USANDO LA INFORMACIÓN:
1. Responde con datos del fragmento sobre YouTube y los charts:
(a) ¿Qué son las métricas, según el primer párrafo?
(b) ¿En qué red social publicó Alden González su post?
(c) ¿Qué ciudades se mencionan al hablar de la asimetría entre los charts de Spotify y los de YouTube?
2. Reproduce sin cambios la parte del fragmento sobre YouTube y los charts que comienza en las palabras "Hace unos días, el" y termina después de "Miami o Tampa.".

== FRAGMENTO PARA LEER

YouTube, el reparto y lo que (no) nos dicen los charts

    Una de las cosas más desorientadoras del presente es la aparente consistencia de los datos. Cuando los gráficos son precisos y las cifras se expresan con decimales, uno tiende a creer que lo que representan es verdad. Pero las métricas, como sabemos, son un arma de doble filo al servicio de la narrativa que queramos contar.

    Hace unos días, el productor y periodista Alden González publicó un post en Facebook que me dejó pensando. Comparaba el uso de bots en el ecosistema del streaming con el dopaje en el deporte profesional: todos saben que ocurre, pocos lo admiten y, mientras no se detecte, todo sigue funcionando. La analogía era buena. Pero lo más interesante no era la denuncia del fenómeno —ni siquiera su dimensión ética—, sino el modo en que lo conectaba con una observación local: la asimetría radical entre lo que muestran los charts de Spotify y los de YouTube en ciudades como Miami o Tampa.

====
== EXTRACTOS DE REGISTROS

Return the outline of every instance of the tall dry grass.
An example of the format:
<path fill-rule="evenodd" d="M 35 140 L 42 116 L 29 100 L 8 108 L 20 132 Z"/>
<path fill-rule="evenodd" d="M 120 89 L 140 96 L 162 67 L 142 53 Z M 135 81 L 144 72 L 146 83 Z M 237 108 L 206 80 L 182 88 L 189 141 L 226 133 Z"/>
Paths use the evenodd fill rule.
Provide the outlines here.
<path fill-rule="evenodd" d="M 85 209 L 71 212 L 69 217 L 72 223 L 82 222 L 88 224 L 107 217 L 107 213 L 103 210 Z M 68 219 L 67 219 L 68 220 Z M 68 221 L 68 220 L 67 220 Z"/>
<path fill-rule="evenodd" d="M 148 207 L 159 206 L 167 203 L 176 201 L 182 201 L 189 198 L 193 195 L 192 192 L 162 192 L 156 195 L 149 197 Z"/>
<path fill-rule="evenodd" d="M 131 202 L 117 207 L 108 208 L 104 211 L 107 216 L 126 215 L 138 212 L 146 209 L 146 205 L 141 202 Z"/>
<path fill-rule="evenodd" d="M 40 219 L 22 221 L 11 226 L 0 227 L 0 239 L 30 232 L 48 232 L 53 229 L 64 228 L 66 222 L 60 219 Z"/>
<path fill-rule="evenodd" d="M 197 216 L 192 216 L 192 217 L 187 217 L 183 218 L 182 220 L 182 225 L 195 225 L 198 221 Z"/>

====

LISTA DE RESPUESTAS:
1.
(a) Un arma de doble filo al servicio de la narrativa que queramos contar.
(b) En Facebook.
(c) Miami y Tampa.

2.
Hace unos días, el productor y periodista Alden González publicó un post en Facebook que me dejó pensando. Comparaba el uso de bots en el ecosistema del streaming con el dopaje en el deporte profesional: todos saben que ocurre, pocos lo admiten y, mientras no se detecte, todo sigue funcionando. La analogía era buena. Pero lo más interesante no era la denuncia del fenómeno —ni siquiera su dimensión ética—, sino el modo en que lo conectaba con una observación local: la asimetría radical entre lo que muestran los charts de Spotify y los de YouTube en ciudades como Miami o Tampa.